━━━ Extrait du document ━━━

Selon les études, le non-remplacement d’un fonctionnaire sur deux partant à la retraite rapporterait entre 100 et 500 millions d’euros par an à l’Etat, bien loin des 2,5 milliards d’euros que coûte la TVA à 5,5% sur la restauration (et qui est une erreur, je le reconnais bien volontiers). Dès lors pourquoi s’obstiner dans une telle politique douloureuse qui ne rapporte presque rien ?

Tout d’abord il faut bien voir ce que l’on compare : dans la situation avant réforme on a 2 fonctionnaires qui deviennent 2 retraités (dont il faut bien payer les pensions) et on embauche 2 jeunes fonctionnaires. Avec la réforme, on se retrouve avec 2 retraités et 1 jeune fonctionnaire, l’économie relative est donc celle d’un jeune fonctionnaire mais cela ne signifie pas que la masse salariale + les pensions diminue pour l’Etat, cela permet juste d’en atténuer la hausse. Les véritables économies arriveront (c’est triste à dire mais c’est comptablement exact) quand les fonctionnaires retraités mourront et qu’il ne faudra plus leur verser leur pension.

Si l’on reprend le calcul en relatif entre la situation avec ou sans cette mesure de non remplacement, imaginons que l’on obtienne 500 millions d’économies par an (pour obtenir ce chiffre en haut de la fourchette il faudrait moins redistribuer de pouvoir d’achat aux fonctionnaires restants). Ce qu’il faut bien comprendre, c’est que ces économies sont cumulatives d’une année sur l’autre car un fonctionnaire non embauché en 2007 me fait faire des économies en 2007 mais aussi en 2008 et en 2011 ! Ainsi, au bout de 2 ans, l’économie cumulée de cette politique est de 1 milliards et au bout de X années elle est de 0,5 X milliards d’euros. La poursuite de cette politique pendant une période suffisamment longue est donc bien ce qui permettra, à terme, de diminuer le déficit de l’Etat de manière structurelle. Loin d’être une mesurette, il s’agit donc d’une réponse de fond.

Il faut parfois faire confiance à son bon sens : si l’essentiel des dépenses de l’Etat consistent en de la masse salariale et des pensions de retraite, la seule réponse de fond pour les réduire est de recruter moins de fonctionnaires et d’allonger leur durée d’activité.

━━━ Données fournies ━━━

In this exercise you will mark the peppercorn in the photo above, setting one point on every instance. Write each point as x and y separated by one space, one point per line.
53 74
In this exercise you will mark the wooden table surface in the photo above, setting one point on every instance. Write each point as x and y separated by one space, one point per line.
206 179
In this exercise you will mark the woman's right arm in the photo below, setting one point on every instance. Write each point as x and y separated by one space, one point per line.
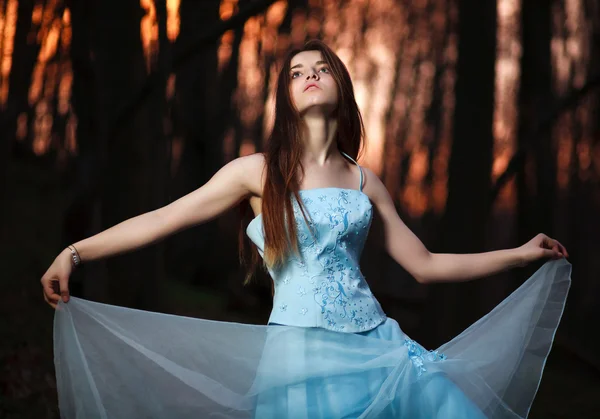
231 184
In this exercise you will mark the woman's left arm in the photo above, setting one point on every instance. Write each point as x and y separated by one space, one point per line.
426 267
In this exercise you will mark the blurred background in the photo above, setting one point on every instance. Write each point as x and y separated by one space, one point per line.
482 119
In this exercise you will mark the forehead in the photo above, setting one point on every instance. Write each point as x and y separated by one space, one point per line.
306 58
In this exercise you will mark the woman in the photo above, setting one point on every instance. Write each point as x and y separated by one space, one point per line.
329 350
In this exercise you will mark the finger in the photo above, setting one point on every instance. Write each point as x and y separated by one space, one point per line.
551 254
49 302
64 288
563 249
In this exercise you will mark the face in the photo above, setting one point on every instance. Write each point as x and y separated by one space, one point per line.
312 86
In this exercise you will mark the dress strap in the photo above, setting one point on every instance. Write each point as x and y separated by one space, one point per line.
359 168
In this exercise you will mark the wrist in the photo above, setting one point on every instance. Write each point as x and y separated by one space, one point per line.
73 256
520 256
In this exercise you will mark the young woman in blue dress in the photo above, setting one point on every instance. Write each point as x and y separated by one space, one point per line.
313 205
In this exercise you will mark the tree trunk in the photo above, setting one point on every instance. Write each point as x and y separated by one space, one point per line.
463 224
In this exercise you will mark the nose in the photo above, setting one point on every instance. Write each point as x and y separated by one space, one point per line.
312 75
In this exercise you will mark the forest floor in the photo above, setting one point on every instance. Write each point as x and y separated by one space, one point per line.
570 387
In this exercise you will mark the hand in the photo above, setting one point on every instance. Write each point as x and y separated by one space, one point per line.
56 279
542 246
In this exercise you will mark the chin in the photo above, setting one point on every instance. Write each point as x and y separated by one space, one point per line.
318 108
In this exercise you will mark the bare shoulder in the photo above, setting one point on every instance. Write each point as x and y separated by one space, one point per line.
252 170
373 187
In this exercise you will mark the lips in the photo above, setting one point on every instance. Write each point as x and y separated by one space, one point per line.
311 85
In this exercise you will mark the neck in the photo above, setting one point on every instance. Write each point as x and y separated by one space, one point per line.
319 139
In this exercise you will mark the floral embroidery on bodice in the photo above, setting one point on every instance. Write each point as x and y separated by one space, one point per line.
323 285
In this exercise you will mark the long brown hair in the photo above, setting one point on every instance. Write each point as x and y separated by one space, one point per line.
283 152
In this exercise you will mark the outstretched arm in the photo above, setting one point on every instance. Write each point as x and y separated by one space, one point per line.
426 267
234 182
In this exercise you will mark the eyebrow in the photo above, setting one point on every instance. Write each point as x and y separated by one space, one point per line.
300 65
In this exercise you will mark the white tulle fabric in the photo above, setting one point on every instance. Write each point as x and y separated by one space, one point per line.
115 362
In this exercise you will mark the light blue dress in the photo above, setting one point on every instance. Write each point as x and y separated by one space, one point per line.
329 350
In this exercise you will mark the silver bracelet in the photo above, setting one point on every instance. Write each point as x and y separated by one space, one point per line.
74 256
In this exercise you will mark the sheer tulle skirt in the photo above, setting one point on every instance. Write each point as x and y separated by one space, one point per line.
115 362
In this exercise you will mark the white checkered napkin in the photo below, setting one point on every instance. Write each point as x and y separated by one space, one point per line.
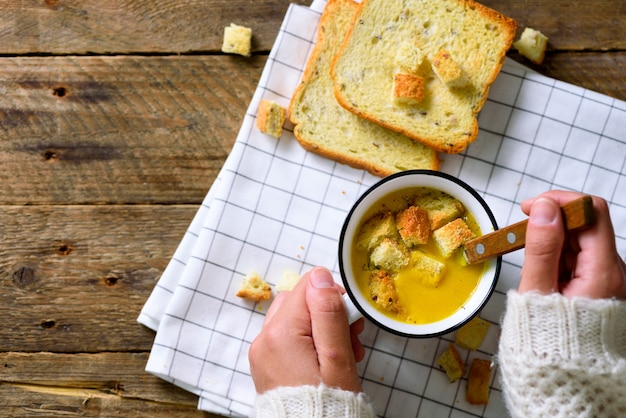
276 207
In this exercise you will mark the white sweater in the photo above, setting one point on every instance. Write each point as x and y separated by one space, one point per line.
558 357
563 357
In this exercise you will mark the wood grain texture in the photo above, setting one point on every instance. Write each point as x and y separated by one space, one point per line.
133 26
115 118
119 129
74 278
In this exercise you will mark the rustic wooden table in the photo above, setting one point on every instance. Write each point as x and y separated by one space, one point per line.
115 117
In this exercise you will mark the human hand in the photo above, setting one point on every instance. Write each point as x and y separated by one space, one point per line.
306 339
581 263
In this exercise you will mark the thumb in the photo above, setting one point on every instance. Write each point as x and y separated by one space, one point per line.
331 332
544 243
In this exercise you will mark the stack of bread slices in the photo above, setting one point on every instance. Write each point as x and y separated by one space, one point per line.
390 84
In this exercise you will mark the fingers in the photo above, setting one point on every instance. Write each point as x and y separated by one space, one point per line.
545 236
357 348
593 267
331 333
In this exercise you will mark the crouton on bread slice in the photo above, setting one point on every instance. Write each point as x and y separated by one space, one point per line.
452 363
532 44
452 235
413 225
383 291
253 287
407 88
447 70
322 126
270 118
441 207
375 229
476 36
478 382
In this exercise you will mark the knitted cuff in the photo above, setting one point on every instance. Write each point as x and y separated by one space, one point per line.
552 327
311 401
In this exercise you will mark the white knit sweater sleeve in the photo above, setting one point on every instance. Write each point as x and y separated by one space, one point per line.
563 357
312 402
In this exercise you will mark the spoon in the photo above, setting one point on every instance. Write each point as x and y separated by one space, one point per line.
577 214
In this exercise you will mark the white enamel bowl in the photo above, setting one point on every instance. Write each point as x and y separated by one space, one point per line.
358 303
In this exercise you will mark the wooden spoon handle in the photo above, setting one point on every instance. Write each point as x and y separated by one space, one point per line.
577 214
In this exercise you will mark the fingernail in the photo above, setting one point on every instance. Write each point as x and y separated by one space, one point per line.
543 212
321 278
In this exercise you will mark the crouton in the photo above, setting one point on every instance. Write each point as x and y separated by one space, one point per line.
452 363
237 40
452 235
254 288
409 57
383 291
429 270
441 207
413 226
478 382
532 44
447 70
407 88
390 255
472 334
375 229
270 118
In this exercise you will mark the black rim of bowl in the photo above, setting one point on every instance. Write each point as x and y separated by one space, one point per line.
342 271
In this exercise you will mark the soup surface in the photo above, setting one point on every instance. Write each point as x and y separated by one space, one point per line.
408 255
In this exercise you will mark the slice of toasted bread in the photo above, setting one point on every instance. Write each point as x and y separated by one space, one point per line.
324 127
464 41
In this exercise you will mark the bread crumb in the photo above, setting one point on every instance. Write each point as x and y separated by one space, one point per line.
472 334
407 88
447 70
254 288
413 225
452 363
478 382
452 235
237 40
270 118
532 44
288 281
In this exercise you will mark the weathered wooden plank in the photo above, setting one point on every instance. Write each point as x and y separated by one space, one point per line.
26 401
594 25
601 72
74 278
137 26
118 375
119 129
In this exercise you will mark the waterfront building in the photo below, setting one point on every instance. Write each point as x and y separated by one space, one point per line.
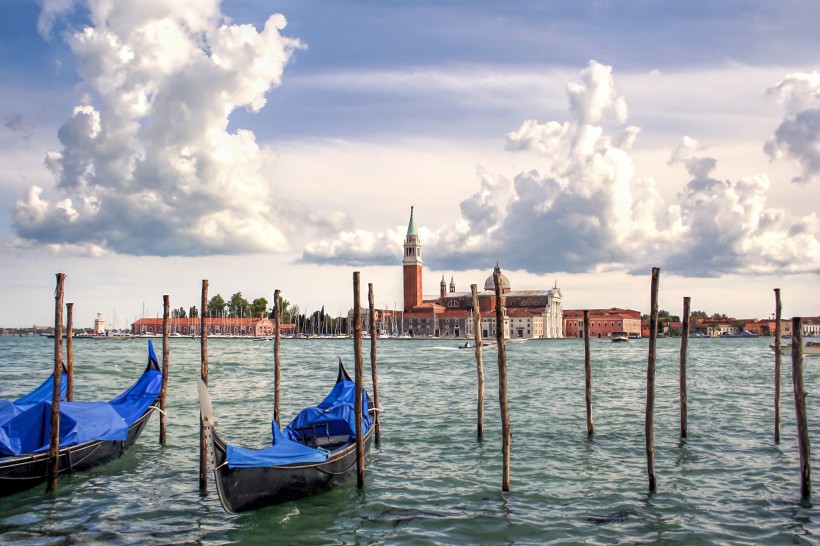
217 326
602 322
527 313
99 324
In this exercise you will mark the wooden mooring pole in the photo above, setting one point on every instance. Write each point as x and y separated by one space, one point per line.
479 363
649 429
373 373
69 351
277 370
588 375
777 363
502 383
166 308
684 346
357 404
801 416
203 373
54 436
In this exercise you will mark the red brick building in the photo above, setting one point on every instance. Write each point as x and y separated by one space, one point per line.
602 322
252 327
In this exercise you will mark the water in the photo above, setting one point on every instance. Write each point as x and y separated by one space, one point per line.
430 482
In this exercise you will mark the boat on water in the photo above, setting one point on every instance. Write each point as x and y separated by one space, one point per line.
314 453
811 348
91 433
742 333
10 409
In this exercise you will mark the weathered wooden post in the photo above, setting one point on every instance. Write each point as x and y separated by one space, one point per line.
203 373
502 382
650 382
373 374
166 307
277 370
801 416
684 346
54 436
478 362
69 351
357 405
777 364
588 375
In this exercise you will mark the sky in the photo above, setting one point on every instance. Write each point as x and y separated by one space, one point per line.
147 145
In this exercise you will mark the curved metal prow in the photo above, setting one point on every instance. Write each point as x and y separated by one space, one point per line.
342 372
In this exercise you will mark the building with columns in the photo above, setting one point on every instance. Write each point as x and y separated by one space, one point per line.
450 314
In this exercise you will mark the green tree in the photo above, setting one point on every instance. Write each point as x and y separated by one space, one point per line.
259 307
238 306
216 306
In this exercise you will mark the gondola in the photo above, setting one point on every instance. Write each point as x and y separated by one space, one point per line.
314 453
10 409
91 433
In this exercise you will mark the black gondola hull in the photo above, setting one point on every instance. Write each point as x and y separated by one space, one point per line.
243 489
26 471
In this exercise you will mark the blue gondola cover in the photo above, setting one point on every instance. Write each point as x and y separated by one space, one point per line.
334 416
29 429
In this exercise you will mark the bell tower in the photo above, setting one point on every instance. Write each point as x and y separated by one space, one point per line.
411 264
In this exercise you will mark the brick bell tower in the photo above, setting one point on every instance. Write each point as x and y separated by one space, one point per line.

━━━

*Exercice 1*
Résumez l'extrait en deux phrases.
*Exercice 2*
Dans les enregistrements, reprenez les lignes allant de celle qui contient "In this exercise you will mark the black gondola" jusqu'à la fin des enregistrements incluse, en remplaçant "bell tower" par "campanile" sans rien changer d'autre. Donnez uniquement ces lignes.

*Réponse finale 1*
Selon les études, le non-remplacement d'un fonctionnaire sur deux partant à la retraite ne rapporterait que 100 à 500 millions d'euros par an à l'État, mais ces économies s'additionnent d'une année sur l'autre, à raison de 0,5 X milliards d'euros au bout de X années pour 500 millions par an. Poursuivie assez longtemps, cette politique permettrait donc, d'après l'extrait, de réduire le déficit de l'État de manière structurelle, car recruter moins de fonctionnaires et allonger leur durée d'activité est la seule réponse de fond à des dépenses faites surtout de salaires et de pensions.

*Réponse finale 2*
In this exercise you will mark the black gondola hull in the photo above, setting one point on every instance. Write each point as x and y separated by one space, one point per line.
243 489
26 471
In this exercise you will mark the blue gondola cover in the photo above, setting one point on every instance. Write each point as x and y separated by one space, one point per line.
334 416
29 429
In this exercise you will mark the campanile in the photo above, setting one point on every instance. Write each point as x and y separated by one space, one point per line.
411 264
In this exercise you will mark the brick campanile in the photo above, setting one point on every instance. Write each point as x and y separated by one space, one point per line.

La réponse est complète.